* [INSTRUCTION]: Locate each line in the material below that contains the word "white" and copy those lines out. Case counts, so only lines with that exact capitalization qualify.

* [INPUT ROWS]:
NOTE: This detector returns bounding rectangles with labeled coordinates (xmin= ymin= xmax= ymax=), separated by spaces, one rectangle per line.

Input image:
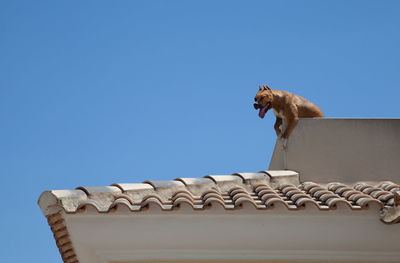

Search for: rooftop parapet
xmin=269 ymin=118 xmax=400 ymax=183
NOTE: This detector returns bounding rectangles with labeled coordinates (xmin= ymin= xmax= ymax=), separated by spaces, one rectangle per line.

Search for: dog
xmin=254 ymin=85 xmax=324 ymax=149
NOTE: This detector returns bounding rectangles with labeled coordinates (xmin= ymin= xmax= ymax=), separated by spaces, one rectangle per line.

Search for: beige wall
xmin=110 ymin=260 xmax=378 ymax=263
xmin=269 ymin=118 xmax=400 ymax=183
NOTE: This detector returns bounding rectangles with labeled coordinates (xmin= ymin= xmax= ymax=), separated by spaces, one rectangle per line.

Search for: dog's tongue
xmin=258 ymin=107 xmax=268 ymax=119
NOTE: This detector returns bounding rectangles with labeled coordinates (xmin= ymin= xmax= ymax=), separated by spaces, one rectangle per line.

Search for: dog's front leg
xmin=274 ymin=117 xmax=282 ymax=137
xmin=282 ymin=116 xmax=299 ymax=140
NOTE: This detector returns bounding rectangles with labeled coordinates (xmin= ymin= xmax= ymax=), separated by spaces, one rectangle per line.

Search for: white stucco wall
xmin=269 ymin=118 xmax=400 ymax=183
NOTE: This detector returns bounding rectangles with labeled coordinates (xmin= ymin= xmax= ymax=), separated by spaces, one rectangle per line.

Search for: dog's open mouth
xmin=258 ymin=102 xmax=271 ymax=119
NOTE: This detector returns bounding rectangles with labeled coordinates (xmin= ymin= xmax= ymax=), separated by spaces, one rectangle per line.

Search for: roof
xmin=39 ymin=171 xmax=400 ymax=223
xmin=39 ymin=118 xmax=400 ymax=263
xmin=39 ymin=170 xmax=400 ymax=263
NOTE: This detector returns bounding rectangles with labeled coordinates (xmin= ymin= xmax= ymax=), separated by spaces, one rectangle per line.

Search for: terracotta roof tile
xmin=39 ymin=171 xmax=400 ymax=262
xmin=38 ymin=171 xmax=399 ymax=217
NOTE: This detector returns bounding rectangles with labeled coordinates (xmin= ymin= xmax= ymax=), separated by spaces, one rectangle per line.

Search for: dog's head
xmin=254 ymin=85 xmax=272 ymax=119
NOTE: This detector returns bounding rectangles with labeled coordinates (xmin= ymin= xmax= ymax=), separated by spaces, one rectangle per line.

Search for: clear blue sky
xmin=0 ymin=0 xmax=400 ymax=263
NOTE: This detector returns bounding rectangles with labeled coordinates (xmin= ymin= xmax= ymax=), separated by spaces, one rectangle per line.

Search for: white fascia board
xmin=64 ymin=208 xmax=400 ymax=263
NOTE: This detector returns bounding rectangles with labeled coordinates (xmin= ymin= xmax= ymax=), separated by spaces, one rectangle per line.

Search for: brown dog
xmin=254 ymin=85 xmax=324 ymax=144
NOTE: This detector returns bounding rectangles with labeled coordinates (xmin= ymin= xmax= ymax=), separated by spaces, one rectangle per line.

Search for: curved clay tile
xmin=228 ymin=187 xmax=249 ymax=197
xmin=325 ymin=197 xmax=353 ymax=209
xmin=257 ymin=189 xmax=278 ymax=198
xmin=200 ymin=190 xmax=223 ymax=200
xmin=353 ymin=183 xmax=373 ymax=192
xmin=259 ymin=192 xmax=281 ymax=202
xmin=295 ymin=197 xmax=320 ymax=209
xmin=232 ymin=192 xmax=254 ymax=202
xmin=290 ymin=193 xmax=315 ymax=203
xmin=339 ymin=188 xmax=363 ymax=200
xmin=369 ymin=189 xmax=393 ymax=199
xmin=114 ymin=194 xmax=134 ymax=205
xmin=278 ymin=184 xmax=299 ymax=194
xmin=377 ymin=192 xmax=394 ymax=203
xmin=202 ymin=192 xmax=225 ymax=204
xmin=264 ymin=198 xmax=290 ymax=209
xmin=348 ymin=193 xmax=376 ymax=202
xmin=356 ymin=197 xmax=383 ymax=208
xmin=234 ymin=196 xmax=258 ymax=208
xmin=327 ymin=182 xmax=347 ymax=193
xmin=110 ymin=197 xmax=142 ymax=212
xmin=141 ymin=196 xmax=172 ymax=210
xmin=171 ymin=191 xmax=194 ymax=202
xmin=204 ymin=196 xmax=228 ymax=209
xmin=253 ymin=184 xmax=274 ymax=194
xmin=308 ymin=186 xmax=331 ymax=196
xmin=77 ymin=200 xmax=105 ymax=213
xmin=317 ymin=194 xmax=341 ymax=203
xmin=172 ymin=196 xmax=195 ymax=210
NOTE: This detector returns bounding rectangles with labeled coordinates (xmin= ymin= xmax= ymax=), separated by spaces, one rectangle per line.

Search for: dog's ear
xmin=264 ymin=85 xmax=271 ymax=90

* [THE COMPLETED TASK]:
Search for: white stucco wall
Search for: white fascia board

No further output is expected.